**Set exercise**. Exactly repeat the line that contains "For each instance of the curtain", then every line after it up to and including the final line.
* BEGIN Exercise materials *
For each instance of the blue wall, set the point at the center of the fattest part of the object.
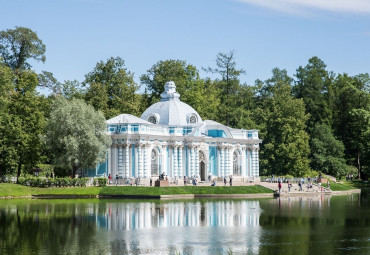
(212, 167)
(216, 133)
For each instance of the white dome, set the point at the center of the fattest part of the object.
(170, 110)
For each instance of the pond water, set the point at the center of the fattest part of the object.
(307, 225)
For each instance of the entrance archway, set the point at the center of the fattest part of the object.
(236, 164)
(154, 163)
(202, 166)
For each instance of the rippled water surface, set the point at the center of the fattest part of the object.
(307, 225)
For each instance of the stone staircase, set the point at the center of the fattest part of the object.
(294, 190)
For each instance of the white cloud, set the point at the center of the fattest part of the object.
(309, 6)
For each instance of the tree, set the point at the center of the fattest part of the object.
(202, 95)
(22, 122)
(314, 85)
(76, 134)
(285, 148)
(111, 88)
(327, 152)
(19, 45)
(359, 137)
(229, 86)
(47, 80)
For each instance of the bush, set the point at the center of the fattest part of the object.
(101, 181)
(57, 182)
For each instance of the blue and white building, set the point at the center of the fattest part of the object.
(171, 137)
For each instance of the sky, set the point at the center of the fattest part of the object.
(263, 34)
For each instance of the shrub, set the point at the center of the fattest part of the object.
(101, 181)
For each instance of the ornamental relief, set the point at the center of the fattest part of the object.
(203, 153)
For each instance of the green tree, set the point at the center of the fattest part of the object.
(327, 152)
(359, 137)
(202, 95)
(19, 45)
(230, 88)
(314, 85)
(285, 148)
(112, 89)
(47, 80)
(76, 134)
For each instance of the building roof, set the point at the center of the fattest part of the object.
(170, 110)
(126, 118)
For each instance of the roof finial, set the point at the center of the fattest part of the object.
(170, 92)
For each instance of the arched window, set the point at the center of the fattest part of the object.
(236, 164)
(154, 163)
(193, 119)
(152, 119)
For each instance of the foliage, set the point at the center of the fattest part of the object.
(76, 135)
(230, 88)
(42, 182)
(285, 148)
(314, 86)
(101, 181)
(111, 88)
(340, 186)
(22, 121)
(327, 152)
(19, 45)
(19, 190)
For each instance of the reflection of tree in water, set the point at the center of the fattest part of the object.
(33, 229)
(314, 225)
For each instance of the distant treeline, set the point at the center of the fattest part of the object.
(315, 121)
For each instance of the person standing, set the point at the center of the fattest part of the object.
(289, 186)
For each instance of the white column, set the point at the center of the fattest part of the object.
(139, 161)
(145, 161)
(127, 161)
(180, 169)
(222, 162)
(197, 162)
(175, 164)
(115, 161)
(120, 161)
(227, 161)
(192, 161)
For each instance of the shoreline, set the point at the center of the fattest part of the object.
(189, 196)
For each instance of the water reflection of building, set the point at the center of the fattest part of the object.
(125, 216)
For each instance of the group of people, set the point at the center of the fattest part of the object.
(309, 185)
(230, 180)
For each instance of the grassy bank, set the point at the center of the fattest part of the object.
(341, 186)
(15, 190)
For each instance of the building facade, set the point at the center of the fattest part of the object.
(170, 137)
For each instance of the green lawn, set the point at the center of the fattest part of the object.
(341, 186)
(16, 190)
(128, 190)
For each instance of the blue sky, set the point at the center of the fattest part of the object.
(263, 33)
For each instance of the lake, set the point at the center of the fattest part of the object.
(297, 225)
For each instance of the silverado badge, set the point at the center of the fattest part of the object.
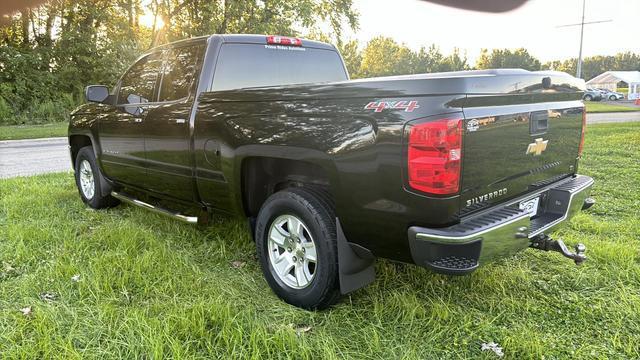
(537, 147)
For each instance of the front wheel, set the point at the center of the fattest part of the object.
(88, 178)
(297, 247)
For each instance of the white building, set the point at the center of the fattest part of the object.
(610, 79)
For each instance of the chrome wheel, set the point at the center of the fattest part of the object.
(87, 184)
(292, 252)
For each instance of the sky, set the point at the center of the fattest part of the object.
(533, 26)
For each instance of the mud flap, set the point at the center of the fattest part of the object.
(355, 264)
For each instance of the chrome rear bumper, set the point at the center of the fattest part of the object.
(499, 231)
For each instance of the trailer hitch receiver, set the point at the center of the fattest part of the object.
(543, 242)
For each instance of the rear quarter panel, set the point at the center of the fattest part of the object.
(360, 149)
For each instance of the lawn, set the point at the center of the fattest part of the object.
(593, 107)
(125, 283)
(15, 132)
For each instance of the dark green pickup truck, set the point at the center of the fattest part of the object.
(447, 171)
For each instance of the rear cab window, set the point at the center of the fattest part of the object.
(138, 84)
(242, 65)
(180, 72)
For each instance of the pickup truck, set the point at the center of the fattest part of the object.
(446, 171)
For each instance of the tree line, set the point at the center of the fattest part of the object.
(49, 53)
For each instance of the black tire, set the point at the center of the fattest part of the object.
(101, 198)
(315, 208)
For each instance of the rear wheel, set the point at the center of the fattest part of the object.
(88, 178)
(297, 247)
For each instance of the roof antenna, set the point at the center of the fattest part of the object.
(582, 24)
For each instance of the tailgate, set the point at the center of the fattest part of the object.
(513, 149)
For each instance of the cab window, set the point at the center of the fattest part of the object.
(180, 72)
(138, 84)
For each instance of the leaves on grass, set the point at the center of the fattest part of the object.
(237, 264)
(300, 329)
(47, 296)
(26, 311)
(497, 349)
(8, 271)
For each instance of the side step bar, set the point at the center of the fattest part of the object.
(133, 201)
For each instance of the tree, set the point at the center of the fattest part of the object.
(49, 53)
(505, 58)
(596, 65)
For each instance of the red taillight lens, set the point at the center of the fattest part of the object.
(584, 128)
(283, 40)
(434, 156)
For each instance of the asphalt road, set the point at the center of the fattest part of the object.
(40, 156)
(35, 156)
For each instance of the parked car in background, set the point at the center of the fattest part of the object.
(592, 95)
(611, 95)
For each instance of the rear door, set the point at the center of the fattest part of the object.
(514, 149)
(167, 138)
(121, 131)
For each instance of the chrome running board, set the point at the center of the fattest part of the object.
(159, 210)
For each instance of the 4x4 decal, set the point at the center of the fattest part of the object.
(379, 106)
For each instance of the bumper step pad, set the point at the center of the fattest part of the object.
(455, 263)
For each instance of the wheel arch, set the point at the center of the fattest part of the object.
(261, 176)
(77, 142)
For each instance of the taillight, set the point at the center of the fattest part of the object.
(584, 128)
(283, 40)
(434, 156)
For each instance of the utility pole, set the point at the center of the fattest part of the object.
(579, 65)
(582, 24)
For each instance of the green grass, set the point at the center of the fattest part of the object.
(594, 107)
(151, 287)
(16, 132)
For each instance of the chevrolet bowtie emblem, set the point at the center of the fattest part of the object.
(537, 147)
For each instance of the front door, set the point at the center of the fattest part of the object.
(167, 127)
(122, 153)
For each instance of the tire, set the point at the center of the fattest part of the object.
(88, 178)
(307, 284)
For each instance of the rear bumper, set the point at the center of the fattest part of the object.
(499, 231)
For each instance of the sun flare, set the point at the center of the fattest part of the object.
(147, 20)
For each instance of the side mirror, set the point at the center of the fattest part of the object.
(96, 93)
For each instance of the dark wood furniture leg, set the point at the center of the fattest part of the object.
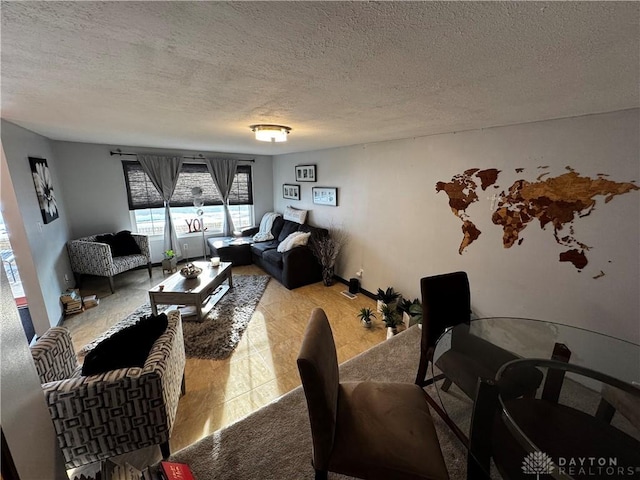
(605, 411)
(553, 382)
(165, 449)
(480, 441)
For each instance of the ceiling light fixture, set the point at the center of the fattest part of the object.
(271, 133)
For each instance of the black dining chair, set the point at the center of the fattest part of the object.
(446, 302)
(367, 429)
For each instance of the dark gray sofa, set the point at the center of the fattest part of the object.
(293, 268)
(296, 267)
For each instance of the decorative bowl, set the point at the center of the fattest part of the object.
(190, 271)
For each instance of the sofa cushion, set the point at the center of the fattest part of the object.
(278, 223)
(295, 215)
(294, 240)
(287, 229)
(261, 247)
(127, 348)
(273, 256)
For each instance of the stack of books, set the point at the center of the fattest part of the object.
(90, 301)
(71, 301)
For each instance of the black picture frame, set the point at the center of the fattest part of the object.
(291, 191)
(306, 173)
(325, 196)
(44, 189)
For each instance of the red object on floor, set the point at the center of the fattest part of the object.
(177, 471)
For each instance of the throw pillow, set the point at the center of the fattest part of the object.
(287, 229)
(294, 240)
(127, 348)
(124, 244)
(295, 215)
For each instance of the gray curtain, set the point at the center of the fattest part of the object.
(223, 171)
(163, 173)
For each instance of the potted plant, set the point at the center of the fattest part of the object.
(387, 297)
(326, 248)
(365, 316)
(411, 311)
(391, 320)
(170, 262)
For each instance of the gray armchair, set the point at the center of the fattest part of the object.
(111, 413)
(90, 257)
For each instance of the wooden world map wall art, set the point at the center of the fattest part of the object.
(549, 200)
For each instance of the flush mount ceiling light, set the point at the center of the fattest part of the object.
(271, 133)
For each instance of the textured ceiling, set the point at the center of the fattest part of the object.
(195, 75)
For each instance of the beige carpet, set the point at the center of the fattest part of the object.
(275, 441)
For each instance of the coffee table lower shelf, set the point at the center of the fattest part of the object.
(190, 312)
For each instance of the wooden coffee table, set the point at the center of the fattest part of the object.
(202, 292)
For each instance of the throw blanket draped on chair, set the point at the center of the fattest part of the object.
(264, 234)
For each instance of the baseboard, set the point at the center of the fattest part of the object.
(366, 293)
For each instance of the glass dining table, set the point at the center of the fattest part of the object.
(550, 400)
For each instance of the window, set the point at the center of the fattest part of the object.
(148, 208)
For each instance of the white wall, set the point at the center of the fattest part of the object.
(40, 250)
(96, 196)
(401, 229)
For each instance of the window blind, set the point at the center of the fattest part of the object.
(142, 194)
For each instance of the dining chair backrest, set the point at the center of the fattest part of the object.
(318, 367)
(446, 302)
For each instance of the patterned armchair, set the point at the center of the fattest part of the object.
(87, 256)
(103, 415)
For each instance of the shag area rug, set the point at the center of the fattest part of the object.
(217, 336)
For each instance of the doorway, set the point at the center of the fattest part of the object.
(8, 260)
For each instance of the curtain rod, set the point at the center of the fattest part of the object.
(199, 157)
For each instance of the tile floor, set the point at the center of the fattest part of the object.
(262, 368)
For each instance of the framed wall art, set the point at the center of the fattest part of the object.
(44, 189)
(325, 196)
(292, 192)
(306, 173)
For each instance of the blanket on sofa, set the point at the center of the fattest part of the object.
(264, 233)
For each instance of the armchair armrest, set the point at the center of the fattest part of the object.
(249, 231)
(53, 355)
(92, 258)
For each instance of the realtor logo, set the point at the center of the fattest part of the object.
(536, 463)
* END Exercise materials *
**Reply to the exercise**.
For each instance of the curtain rod, set the point at the center of the fattest part of the object.
(199, 157)
For each instance of the tile floor, set the point at the center of the fattest part of the object.
(262, 368)
For each instance of the framed wall art, set the point at the center of the fattest part of the object.
(44, 189)
(325, 196)
(292, 192)
(306, 173)
For each instance of the blanket on sofa, set the point at the center of the fattest part of the object.
(264, 233)
For each instance of the armchair armrest, set the point at the center of the fattest part of the object.
(249, 231)
(53, 355)
(92, 258)
For each instance of the realtor logo, set the point at the center of the fattest part of the object.
(536, 463)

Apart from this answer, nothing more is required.